(Part of a data file)
################

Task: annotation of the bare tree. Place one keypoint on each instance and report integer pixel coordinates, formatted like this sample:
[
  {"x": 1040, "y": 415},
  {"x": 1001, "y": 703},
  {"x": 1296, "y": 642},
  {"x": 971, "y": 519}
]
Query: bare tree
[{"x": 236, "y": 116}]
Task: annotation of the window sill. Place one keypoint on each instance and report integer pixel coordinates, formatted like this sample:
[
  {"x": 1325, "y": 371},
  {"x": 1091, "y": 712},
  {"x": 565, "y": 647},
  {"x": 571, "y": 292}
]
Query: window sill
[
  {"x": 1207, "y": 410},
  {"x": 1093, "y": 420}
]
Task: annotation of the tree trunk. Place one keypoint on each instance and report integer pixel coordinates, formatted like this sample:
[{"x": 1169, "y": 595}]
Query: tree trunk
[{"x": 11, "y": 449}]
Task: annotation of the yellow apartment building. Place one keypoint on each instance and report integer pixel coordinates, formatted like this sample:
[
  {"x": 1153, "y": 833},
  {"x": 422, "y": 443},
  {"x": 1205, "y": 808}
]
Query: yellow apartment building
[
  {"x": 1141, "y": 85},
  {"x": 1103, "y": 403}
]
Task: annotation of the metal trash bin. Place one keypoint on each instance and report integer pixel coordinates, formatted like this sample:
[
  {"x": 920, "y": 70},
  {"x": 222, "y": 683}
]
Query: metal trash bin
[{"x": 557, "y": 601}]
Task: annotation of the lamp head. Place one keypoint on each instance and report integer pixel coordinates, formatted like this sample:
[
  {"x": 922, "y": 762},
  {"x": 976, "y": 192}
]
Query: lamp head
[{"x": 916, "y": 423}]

################

Task requirements
Can you rewrite all the entries above with each "keypoint" swapped for "marker", leaving everything else unchanged?

Complete response
Task: annotation of the bare tree. Place one marker on each instance and report integer pixel coordinates, formatted like this sample:
[
  {"x": 1040, "y": 415},
  {"x": 1001, "y": 703},
  {"x": 1296, "y": 642},
  {"x": 971, "y": 519}
]
Query: bare tree
[{"x": 236, "y": 116}]
Task: annotation of the window sill. Place one marker on each instance and report integer pixel coordinates, formatted like this sample:
[
  {"x": 1325, "y": 371},
  {"x": 1091, "y": 712},
  {"x": 565, "y": 647},
  {"x": 571, "y": 292}
]
Query: window sill
[
  {"x": 1207, "y": 410},
  {"x": 1093, "y": 420}
]
Task: annotation of the tree trunk. Place one marker on each instance and report integer pixel coordinates, formatted like this sample:
[{"x": 1169, "y": 595}]
Query: tree trunk
[{"x": 11, "y": 449}]
Task: annotation of the yellow apartment building. Place one marker on each instance and report integer pixel coordinates, formatted like this sample:
[
  {"x": 1153, "y": 833},
  {"x": 422, "y": 443},
  {"x": 1205, "y": 808}
]
Query: yellow apartment building
[
  {"x": 1141, "y": 85},
  {"x": 1103, "y": 403}
]
Task: annotation of the metal trash bin. Place one marker on each instance and report integer pixel coordinates, formatted like this sample:
[
  {"x": 920, "y": 70},
  {"x": 222, "y": 683}
]
Query: metal trash bin
[{"x": 557, "y": 601}]
Task: annotation of the lamp head. Place one marker on each instance and report integer pixel coordinates, formatted like this sample:
[
  {"x": 922, "y": 762},
  {"x": 976, "y": 192}
]
Query: lamp head
[{"x": 916, "y": 423}]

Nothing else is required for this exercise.